## begin Records supplied

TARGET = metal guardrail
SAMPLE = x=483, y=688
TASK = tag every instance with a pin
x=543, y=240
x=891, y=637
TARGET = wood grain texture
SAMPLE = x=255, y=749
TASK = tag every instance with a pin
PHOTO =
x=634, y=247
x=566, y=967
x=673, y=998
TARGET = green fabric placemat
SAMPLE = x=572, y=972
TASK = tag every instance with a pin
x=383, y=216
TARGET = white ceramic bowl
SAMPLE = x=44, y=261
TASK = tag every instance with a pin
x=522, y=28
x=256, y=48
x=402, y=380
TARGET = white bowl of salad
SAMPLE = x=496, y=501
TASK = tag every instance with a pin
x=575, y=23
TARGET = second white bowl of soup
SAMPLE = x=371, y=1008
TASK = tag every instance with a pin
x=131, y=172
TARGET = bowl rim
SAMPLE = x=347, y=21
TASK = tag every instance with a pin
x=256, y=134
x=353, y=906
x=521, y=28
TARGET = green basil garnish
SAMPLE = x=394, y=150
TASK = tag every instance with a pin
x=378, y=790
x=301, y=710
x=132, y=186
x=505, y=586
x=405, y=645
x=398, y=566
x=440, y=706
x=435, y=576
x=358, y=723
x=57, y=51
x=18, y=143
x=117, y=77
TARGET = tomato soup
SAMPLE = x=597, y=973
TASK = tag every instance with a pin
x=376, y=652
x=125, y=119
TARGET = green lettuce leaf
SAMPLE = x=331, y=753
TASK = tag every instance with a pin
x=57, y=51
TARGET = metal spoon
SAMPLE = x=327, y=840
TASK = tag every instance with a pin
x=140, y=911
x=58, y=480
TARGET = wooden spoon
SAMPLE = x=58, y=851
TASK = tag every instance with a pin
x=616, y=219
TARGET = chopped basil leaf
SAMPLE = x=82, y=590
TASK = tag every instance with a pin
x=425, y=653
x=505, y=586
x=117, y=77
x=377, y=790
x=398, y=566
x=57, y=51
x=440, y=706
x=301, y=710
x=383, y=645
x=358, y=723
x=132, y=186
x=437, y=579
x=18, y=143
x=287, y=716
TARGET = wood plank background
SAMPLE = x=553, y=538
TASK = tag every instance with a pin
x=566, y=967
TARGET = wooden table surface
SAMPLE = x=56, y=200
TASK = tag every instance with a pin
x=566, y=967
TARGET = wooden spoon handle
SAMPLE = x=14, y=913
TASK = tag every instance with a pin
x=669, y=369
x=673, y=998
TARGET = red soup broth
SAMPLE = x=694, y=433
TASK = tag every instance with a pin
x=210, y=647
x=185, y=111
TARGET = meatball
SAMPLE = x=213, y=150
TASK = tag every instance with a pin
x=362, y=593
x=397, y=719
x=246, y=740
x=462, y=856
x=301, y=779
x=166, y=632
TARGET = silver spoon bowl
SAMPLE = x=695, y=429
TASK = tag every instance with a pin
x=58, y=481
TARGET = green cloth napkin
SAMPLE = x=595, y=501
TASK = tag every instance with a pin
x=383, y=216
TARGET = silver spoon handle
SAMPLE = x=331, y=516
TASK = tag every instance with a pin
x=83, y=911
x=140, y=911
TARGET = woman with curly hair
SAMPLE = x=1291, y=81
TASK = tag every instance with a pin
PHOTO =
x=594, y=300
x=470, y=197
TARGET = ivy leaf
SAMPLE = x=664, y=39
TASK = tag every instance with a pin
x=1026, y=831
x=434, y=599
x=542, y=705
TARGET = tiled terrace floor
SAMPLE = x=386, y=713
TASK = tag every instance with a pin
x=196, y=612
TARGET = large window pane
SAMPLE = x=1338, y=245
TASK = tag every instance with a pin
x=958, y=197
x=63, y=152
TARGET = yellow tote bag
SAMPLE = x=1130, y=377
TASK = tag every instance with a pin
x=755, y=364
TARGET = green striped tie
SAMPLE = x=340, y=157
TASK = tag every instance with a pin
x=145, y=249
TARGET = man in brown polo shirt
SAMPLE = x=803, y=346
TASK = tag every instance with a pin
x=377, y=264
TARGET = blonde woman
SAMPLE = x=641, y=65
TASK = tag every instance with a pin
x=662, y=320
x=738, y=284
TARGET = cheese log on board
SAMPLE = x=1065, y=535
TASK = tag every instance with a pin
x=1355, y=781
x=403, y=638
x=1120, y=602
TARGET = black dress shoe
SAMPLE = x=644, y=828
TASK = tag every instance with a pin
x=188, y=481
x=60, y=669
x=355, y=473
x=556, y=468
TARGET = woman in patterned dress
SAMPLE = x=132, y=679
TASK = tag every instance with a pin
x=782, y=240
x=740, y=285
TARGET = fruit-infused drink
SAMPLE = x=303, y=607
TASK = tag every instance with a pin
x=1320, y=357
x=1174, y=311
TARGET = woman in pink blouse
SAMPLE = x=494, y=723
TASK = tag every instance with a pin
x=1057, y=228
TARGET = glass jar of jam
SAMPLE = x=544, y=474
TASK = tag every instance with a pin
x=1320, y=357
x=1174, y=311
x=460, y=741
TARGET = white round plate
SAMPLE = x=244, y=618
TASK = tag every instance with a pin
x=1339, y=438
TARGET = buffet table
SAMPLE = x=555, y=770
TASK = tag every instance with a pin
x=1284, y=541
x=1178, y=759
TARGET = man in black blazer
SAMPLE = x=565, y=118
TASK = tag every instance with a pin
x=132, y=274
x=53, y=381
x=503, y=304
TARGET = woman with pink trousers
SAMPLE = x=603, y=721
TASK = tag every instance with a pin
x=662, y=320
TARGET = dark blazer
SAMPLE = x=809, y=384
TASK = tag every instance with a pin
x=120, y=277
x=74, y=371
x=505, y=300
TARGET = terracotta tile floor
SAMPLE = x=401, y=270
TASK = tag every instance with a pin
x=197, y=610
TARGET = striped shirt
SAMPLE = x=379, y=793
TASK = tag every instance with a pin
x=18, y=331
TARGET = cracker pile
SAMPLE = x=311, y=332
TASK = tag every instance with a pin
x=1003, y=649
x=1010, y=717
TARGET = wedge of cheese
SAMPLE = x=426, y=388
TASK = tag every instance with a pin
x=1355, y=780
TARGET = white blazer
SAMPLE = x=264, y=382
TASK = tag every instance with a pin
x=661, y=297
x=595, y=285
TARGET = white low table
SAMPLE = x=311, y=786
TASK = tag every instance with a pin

## end Records supplied

Short task » Arrange the data from the line with "TARGET = silver spoon bowl" through the line with "x=1120, y=602", both included, as a Markdown table with a Row column for the row number and an Entry column for the line, omitting any blank lines.

The response »
| Row | Entry |
|---|---|
| 1 | TARGET = silver spoon bowl |
| 2 | SAMPLE = x=695, y=429 |
| 3 | TASK = tag every instance with a pin |
| 4 | x=58, y=481 |
| 5 | TARGET = green cloth napkin |
| 6 | SAMPLE = x=595, y=501 |
| 7 | TASK = tag every instance with a pin |
| 8 | x=383, y=216 |
| 9 | TARGET = silver spoon handle |
| 10 | SAMPLE = x=331, y=516 |
| 11 | TASK = tag every instance with a pin |
| 12 | x=83, y=911 |
| 13 | x=140, y=911 |
| 14 | TARGET = woman with curly hair |
| 15 | SAMPLE = x=1291, y=81 |
| 16 | TASK = tag every instance with a pin |
| 17 | PHOTO = |
| 18 | x=594, y=300 |
| 19 | x=470, y=197 |
| 20 | TARGET = ivy leaf |
| 21 | SAMPLE = x=664, y=39 |
| 22 | TASK = tag every instance with a pin |
| 23 | x=1026, y=831 |
| 24 | x=434, y=599 |
| 25 | x=542, y=705 |
| 26 | TARGET = tiled terrace floor |
| 27 | SAMPLE = x=386, y=713 |
| 28 | TASK = tag every instance with a pin |
| 29 | x=196, y=612 |
| 30 | TARGET = large window pane |
| 31 | SAMPLE = x=1338, y=245 |
| 32 | TASK = tag every instance with a pin |
| 33 | x=958, y=197 |
| 34 | x=63, y=152 |
| 35 | TARGET = yellow tote bag |
| 36 | SAMPLE = x=1130, y=377 |
| 37 | TASK = tag every instance with a pin |
| 38 | x=755, y=364 |
| 39 | TARGET = green striped tie |
| 40 | SAMPLE = x=340, y=157 |
| 41 | TASK = tag every instance with a pin |
| 42 | x=145, y=249 |
| 43 | TARGET = man in brown polo shirt |
| 44 | SAMPLE = x=803, y=346 |
| 45 | TASK = tag every instance with a pin |
| 46 | x=377, y=264 |
| 47 | TARGET = blonde woman |
| 48 | SAMPLE = x=641, y=65 |
| 49 | TASK = tag every instance with a pin |
| 50 | x=662, y=320 |
| 51 | x=738, y=284 |
| 52 | TARGET = cheese log on board |
| 53 | SAMPLE = x=1065, y=535 |
| 54 | TASK = tag every instance with a pin |
| 55 | x=1355, y=781 |
| 56 | x=403, y=638 |
| 57 | x=1120, y=602 |